The exercise = Set down all of the data exactly as it appears.

Information supplied =
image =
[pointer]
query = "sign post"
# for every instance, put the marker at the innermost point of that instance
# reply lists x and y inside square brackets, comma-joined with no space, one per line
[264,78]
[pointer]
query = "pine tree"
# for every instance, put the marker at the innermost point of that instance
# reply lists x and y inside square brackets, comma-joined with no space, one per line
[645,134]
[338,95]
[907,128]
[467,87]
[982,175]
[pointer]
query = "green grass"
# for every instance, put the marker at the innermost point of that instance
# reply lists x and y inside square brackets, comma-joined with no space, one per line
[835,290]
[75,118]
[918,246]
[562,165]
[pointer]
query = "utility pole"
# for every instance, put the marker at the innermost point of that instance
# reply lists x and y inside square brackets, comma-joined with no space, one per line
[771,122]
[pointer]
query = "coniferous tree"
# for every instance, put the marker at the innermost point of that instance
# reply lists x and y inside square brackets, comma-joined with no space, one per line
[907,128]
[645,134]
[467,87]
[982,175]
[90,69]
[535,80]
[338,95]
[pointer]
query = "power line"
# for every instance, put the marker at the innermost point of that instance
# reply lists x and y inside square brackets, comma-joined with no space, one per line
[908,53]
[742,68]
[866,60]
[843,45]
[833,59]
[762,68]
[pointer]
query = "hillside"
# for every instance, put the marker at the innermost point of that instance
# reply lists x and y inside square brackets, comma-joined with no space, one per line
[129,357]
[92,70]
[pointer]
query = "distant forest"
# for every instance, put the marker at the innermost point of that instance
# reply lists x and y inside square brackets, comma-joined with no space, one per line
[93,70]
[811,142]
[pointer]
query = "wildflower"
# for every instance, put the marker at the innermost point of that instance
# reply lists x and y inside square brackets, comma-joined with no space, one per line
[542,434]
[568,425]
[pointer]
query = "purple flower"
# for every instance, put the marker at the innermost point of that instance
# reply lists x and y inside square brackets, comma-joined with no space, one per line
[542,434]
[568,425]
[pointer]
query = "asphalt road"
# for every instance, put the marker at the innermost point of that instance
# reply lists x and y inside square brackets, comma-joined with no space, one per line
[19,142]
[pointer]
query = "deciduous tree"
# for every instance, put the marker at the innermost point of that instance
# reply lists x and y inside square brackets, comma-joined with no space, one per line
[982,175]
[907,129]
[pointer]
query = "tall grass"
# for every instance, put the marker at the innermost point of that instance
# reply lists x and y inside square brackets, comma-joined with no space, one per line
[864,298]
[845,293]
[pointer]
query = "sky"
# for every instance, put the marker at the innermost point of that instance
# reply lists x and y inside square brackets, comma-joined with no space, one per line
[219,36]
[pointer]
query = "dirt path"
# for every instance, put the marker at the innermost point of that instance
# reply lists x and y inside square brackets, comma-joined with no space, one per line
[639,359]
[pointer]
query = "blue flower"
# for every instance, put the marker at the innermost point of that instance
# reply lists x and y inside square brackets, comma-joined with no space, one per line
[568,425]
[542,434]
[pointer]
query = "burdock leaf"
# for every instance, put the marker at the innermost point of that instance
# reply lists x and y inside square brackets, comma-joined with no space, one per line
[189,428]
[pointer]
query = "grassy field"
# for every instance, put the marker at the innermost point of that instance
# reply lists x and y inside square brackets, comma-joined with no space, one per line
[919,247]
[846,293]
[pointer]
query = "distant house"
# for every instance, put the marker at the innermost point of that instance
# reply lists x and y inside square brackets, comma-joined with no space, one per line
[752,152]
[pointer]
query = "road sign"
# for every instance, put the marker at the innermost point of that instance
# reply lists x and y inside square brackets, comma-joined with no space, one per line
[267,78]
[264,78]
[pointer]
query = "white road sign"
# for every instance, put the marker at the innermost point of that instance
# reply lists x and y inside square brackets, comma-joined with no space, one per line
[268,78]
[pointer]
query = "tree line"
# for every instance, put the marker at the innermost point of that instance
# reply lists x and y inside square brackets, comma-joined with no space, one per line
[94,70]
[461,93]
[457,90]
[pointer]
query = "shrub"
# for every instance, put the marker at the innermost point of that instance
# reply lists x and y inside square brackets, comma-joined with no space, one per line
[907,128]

Solved exercise =
image =
[pointer]
query = "sign post"
# for every instance, put the marker at the innermost point of that instance
# reply lists x and y inside square brackets, comma-joined with no space, one per line
[264,78]
[pointer]
query = "pine tree"
# for every instance, put the marker at the innermost point of that instance
# reply lists x and y inside square brackets, comma-joined with no space, one per line
[645,134]
[338,95]
[907,128]
[467,87]
[982,175]
[pointer]
query = "green grass"
# for every instance, put the marker at the innermost point of that instance
# reply lists x and y inside square brackets, comma-joined with no space, one per line
[835,290]
[75,118]
[918,246]
[562,165]
[pointer]
query = "utility pole"
# for every instance, put the marker at the innermost point of that instance
# reply lists x and y inside square brackets, comma-joined with no space, one per line
[771,122]
[pointer]
query = "coniferous tree"
# for every instance, put the marker at the innermost point of that instance
# reply lists x and y inside square brackets, comma-joined with no space, one per line
[907,128]
[645,134]
[467,87]
[982,175]
[90,69]
[535,80]
[338,95]
[pointer]
query = "power line"
# for every instance, put the marker at the innermost point of that instance
# reply lists x and y inside square brackets, comma-joined with no space, one per line
[908,53]
[742,68]
[866,60]
[843,45]
[833,59]
[762,68]
[pointer]
query = "hillside"
# for every instance, put the marker at the innermost point of that instance
# reply lists x and y inside square brackets, comma-joined with no space, one per line
[129,357]
[92,70]
[pointer]
query = "distant forest"
# for every instance, put the marker at the innermost point of that instance
# reply lists x and y inside square brackets, comma-joined with no space, one per line
[93,70]
[811,142]
[pointer]
query = "wildflower"
# for every instance, put the marker at the innermost point of that instance
# reply lists x and y inside square brackets, comma-joined with no space, one per line
[542,434]
[568,425]
[pointer]
query = "purple flower"
# for every instance, put the marker at the innermost point of that instance
# reply lists x and y inside square brackets, comma-joined with no space, one per line
[542,434]
[568,425]
[pointer]
query = "asphalt road"
# for every instance, put the marker at the innermost point of that instance
# reply lists x and y inside square brackets, comma-joined with no space, one per line
[19,142]
[pointer]
query = "deciduous tree"
# for every instance, put the marker at the innermost point of that instance
# reply lists x and y inside square brackets, comma-joined with no space, one per line
[982,175]
[907,129]
[pointer]
query = "tall grass"
# for every instance, put the marker at the innermost point of that instance
# reply lists x and y inside square brackets, comma-joined with no space, one per line
[864,298]
[845,293]
[pointer]
query = "sky"
# for every instance, put the marker at the innermost point of that instance
# reply lists x and y inside square brackets, comma-joined with no space, one per line
[219,36]
[pointer]
query = "dirt path"
# for every instance, put the marker at the innermost point of that instance
# reply lists x and y inside square brackets, comma-joined with no space, one per line
[639,359]
[pointer]
query = "blue flower"
# for every instance, put the marker at the innermost point of that instance
# reply lists x and y inside square brackets, comma-joined with no space, one per line
[568,425]
[542,434]
[pointer]
query = "burdock leaf"
# for every instance, put the marker at the innermost point of that instance
# reply lists x and y inside square brackets, comma-joined with no space, one per line
[189,428]
[pointer]
query = "grassy field"
# for every instance, put the marker at the innermost point of that instance
# reply lists x and y inside square brackets, comma-joined with no space, one per line
[919,247]
[846,293]
[pointer]
query = "distant house"
# for every instance, put the marker at the innermost point of that instance
# reply lists x and y inside square brackets, comma-joined with no space, one per line
[752,152]
[pointer]
query = "road sign"
# for every instance, put the marker at the innermost point of that instance
# reply lists x and y inside square brackets, comma-joined with no space, one per line
[267,78]
[264,78]
[pointer]
query = "white road sign"
# for every instance, put the marker at the innermost point of that instance
# reply lists x and y inside square brackets, comma-joined with no space, one per line
[268,78]
[pointer]
query = "tree line"
# for every instance, put the marker at the innermost point of that instance
# reply lists x and y inside square brackets, comma-joined with no space, one per line
[94,70]
[461,93]
[457,90]
[pointer]
query = "shrub"
# for every instance, put the marker at the innermost point of that instance
# reply lists x and y inside square brackets, comma-joined with no space, one per line
[907,128]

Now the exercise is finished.